As tentações do êxito - por Francisco Sarsfield Cabral -
As tentações do êxito, in Público, 7.04.08
Desde que o Governo anunciou um défice orçamental de 2,6 % do PIB em 2007 e resolveu descer um ponto no IVA, o debate público deu mais atenção à descida do imposto do que à redução do défice. Como de costume, privilegiou-se o imediato e acessório face ao longo prazo e ao essencial.
Sem desvalorizar os riscos da descida do IVA, o essencial está em que, pela primeira vez na história da democracia portuguesa (e não apenas desde o 25 de Abril), estamos a caminho de pôr ordem nas contas públicas. Há 80 anos, Salazar iniciou esse caminho e teve sucesso – mas à custa da liberdade.
Em dois anos o défice baixou de 6,1 % do PIB para 2,6 %, uma descida mais rápida do que a prevista pelo próprio Governo. Algo inédito na União Europeia e considerado até há pouco impossível por muitos analistas. Outra novidade: tivemos em 2007 um saldo primário positivo, isto é, excluindo juros da dívida pública. E esta desceu mais de um ponto percentual no ano passado em relação ao PIB, o que não é irrelevante, tendo em conta o encarecimento do crédito.
O aumento da receita fiscal foi importante para este resultado. Mas não teve o papel exclusivo que se lhe atribui. Entre 2005 e 2007 a receita subiu um ponto e meio de percentagem em relação ao PIB; a despesa diminuiu dois pontos.
Nem assim o problema do défice orçamental está ultrapassado, ao contrário do que afirmou o primeiro-ministro na véspera de anunciar a baixa no IVA. Apenas o estará quando tivermos um excedente, como acontece em Espanha. Só isso permitirá políticas anti-cíclicas: aumentar despesas públicas e reduzir impostos em tempo de vacas magras.

DADOS FORNECIDOS:

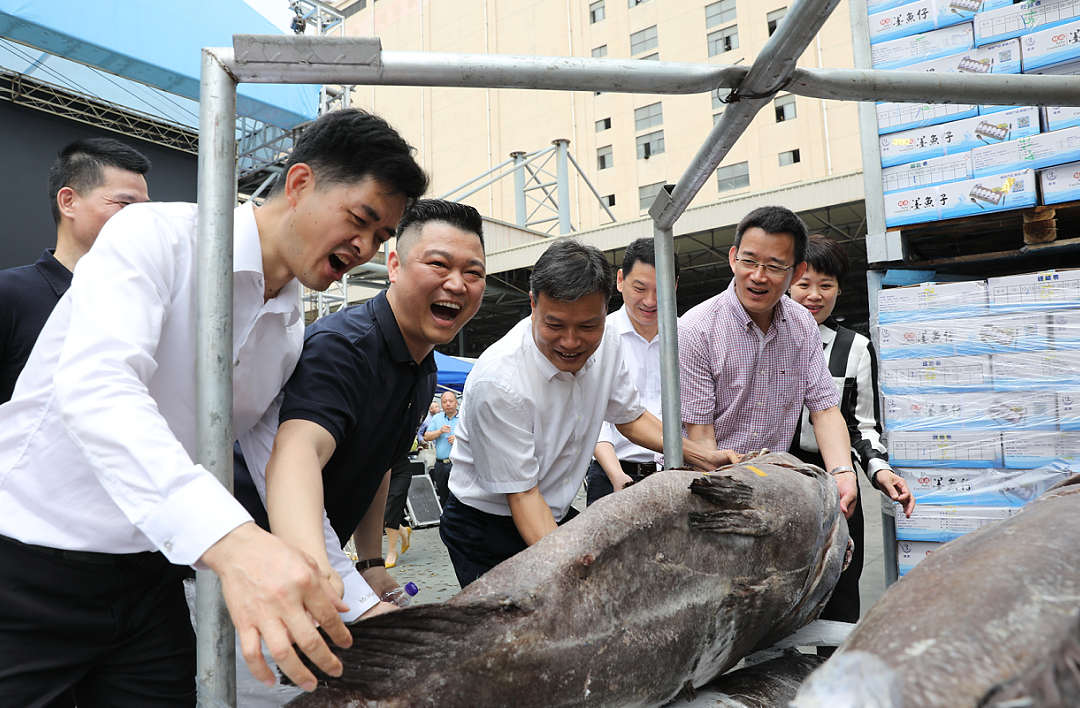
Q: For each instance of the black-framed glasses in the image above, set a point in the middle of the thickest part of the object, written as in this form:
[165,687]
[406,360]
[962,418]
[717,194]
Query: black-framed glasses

O PROBLEMA: Verta para inglês esta frase do excerto: "Entre 2005 e 2007 a receita subiu um ponto e meio de percentagem em relação ao PIB; a despesa diminuiu dois pontos."

RESPOSTA: Between 2005 and 2007, revenue rose by one and a half percentage points relative to GDP; spending fell by two points.